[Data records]
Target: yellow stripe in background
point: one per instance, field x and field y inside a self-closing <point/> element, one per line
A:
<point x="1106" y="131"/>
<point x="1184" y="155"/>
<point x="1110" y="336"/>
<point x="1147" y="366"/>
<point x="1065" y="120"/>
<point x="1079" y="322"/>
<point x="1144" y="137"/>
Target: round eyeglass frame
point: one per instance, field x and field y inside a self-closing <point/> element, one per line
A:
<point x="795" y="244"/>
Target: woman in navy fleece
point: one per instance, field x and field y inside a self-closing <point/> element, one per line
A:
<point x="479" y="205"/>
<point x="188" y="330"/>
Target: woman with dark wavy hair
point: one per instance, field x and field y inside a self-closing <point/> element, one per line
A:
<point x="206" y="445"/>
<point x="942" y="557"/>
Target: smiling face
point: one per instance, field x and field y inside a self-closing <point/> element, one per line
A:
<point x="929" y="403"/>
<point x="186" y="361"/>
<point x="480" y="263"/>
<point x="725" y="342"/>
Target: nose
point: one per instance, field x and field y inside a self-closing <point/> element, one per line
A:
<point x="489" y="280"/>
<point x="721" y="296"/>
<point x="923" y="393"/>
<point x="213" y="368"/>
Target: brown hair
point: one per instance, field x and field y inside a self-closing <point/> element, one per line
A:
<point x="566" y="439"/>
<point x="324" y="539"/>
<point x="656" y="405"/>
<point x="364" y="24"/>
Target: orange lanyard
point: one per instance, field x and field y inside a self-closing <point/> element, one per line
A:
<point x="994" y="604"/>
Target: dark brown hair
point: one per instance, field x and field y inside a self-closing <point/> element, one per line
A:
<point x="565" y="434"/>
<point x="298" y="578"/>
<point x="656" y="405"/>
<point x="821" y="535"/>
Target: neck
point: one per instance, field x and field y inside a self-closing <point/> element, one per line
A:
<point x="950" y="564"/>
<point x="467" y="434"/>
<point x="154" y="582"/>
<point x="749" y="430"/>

• [YOUR GOAL] Rewrite the data from the line that has "Target: woman in navy fleece" through the last line, keeping every line and shifting each x and y coordinate in the answers up by 137. Leave all other lines unchanged.

• [EXERCISE RESPONSE]
Target: woman in navy fleece
point: one per instance, field x and field y inside a self-closing <point/> element, one per line
A:
<point x="616" y="342"/>
<point x="325" y="467"/>
Target: woman with dark wavy hair
point: one per instance, field x and field y inside a self-closing <point/> element, one per line
A:
<point x="343" y="582"/>
<point x="1079" y="694"/>
Target: smiling face
point: one per instance, field x and field y inside a self-closing <point/> element, one per line
A:
<point x="1066" y="540"/>
<point x="323" y="498"/>
<point x="617" y="400"/>
<point x="862" y="479"/>
Target: nose
point: one per instance, field x and field y inside a self-closing <point/> element, one per line
A:
<point x="626" y="417"/>
<point x="858" y="433"/>
<point x="1060" y="530"/>
<point x="350" y="505"/>
Target: brown hair
point: one per instance, field x and field y inside a self-closing <point/> element, one per line
A:
<point x="703" y="576"/>
<point x="461" y="676"/>
<point x="793" y="542"/>
<point x="501" y="161"/>
Target: orange lanyard
point: one per instance, field x and field y inside a self-closing <point/> element, one per line
A:
<point x="1131" y="741"/>
Target: dark brown hair
point: one per instance, field x and field y inside a self-closing <point/> element, one per line
A:
<point x="702" y="571"/>
<point x="435" y="715"/>
<point x="793" y="542"/>
<point x="958" y="672"/>
Target: neck
point: one per instance, field x and field y inside a self-closing <point/> element, one per line
A:
<point x="1087" y="701"/>
<point x="604" y="571"/>
<point x="291" y="719"/>
<point x="886" y="567"/>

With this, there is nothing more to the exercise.